* [Text section]
4.1 Self-Assessed Health 4.1.1 Empirical strategy

The primary objective of this thesis is to assess the relationship between health and the appetite for risky assets. This assessment will be executed with the aid of Health Depreciation. However, the starting point of the empirical analysis follows the typical approach taken by the existing literature, such as Rosen and Wu (2004). That is, self-assessed health is the initial health indicator. This is done in order to compare the results in this thesis with others employing non-representative datasets. Further, the results of this health indicator will be compared to the results with Health Depreciation as the health indicator.

Common practice in the literature, is a regression analysis with random effects. However, the assumptions of the random effects estimator are unlikely to hold 15. The polar opposite of the random effects estimator, is the fixed effects approach. The fixed effects estimator does not have this restrictive assumption. However, all time invariant observations are deleted by the fixed effects estimator. Due to the time invariant characteristics of the dependent variables, random effects will mostly be employed.

* [Objectives]
1 – In the thesis section on self-assessed health, what does the fixed effects estimator delete?
2 – Resume the thesis section on health and risky assets from its final sentence.
The rows that follow come from a separate source.

* [Data section]
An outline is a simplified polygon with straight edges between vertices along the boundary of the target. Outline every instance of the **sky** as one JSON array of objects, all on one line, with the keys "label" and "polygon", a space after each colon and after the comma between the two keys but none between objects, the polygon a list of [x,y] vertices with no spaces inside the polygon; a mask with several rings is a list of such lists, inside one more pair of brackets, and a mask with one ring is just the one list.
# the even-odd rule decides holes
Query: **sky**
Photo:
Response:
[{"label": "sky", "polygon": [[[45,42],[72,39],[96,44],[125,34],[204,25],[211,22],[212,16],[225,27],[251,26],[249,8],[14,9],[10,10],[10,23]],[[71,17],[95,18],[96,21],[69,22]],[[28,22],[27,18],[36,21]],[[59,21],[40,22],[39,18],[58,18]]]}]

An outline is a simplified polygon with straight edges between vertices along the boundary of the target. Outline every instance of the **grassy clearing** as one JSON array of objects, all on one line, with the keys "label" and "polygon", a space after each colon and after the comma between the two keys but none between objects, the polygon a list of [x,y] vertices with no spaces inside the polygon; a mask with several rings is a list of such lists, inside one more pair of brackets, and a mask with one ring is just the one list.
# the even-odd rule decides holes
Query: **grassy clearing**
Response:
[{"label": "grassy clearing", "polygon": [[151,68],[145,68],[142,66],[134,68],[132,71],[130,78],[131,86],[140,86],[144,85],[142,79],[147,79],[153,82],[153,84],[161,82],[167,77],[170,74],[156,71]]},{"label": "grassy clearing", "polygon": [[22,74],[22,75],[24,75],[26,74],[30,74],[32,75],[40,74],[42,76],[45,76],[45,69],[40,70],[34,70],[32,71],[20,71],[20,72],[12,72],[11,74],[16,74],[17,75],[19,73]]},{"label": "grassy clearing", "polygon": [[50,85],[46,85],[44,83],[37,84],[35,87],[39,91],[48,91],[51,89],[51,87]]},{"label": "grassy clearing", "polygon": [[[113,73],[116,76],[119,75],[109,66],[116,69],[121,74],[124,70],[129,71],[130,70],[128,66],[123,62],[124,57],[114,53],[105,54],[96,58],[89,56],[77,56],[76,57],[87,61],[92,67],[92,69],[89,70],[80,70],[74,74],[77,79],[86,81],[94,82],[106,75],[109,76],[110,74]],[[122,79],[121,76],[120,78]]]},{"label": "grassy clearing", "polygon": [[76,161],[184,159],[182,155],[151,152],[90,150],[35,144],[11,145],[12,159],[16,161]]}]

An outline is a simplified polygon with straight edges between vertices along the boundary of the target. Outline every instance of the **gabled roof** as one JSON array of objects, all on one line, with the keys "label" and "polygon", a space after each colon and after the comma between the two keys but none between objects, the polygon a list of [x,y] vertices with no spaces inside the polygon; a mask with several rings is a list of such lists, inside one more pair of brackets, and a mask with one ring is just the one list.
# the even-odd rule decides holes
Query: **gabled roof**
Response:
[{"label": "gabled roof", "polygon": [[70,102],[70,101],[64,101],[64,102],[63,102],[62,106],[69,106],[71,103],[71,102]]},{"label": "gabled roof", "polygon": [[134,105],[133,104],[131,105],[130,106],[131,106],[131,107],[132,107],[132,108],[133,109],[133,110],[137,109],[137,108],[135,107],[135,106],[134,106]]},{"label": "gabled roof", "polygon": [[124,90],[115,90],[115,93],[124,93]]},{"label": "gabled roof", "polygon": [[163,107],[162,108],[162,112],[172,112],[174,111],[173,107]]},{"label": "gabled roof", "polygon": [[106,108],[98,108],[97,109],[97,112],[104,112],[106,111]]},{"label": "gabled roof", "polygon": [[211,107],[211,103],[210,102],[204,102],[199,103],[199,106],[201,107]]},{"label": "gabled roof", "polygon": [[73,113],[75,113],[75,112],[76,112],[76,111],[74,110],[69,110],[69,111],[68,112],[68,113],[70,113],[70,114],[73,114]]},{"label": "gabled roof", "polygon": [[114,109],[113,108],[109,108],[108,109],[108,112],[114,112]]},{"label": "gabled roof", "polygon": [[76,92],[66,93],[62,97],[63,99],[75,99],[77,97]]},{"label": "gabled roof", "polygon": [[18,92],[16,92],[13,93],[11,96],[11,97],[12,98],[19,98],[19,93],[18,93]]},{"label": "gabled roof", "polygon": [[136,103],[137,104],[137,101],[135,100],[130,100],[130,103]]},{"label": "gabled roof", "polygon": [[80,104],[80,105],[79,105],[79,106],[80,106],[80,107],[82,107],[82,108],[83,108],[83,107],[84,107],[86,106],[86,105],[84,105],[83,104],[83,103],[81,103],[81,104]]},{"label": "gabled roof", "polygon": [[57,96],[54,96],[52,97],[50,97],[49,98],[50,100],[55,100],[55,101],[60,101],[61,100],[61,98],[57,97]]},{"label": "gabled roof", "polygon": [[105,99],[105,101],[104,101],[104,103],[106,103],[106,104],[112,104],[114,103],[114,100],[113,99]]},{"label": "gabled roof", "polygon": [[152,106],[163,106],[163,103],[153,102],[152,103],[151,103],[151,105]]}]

* [Task-by-task outputs]
1 – All time invariant observations.

2 –
Formally, the Hausman test decides whether the random or fixed effects estimator is appropriate. In order to employ the Hausman test, one should be able to execute the fixed effects estimator. For this reason, the Hausman test can only be completed for the analysis with the dependent variable Amount of Risky Assets. This variable is sufficiently time variant. The Hausman test does not reject the null hypothesis of using the random effects estimator 16. However, since the fixed effects estimator controls for time invariant unobserved heterogeneity, a fixed effects estimator is executed as well.

A tobit model will be employed to manage the majority of respondents possessing zero euros of risky assets 17. The tobit model will have truncation at zero, to deal with the fact that most respondents have zero euros in risky assets.

15 For example, respondents that have an occupation with a high social status are more likely to experience moments of stress. This in turn, can affect health. Thus, correlation between the error term and the explanatory variables exists.

16 The Hausman test statistic is 𝜒2(7) = 9.09, resulting in 𝑝[𝜒2(7)] = 0.246.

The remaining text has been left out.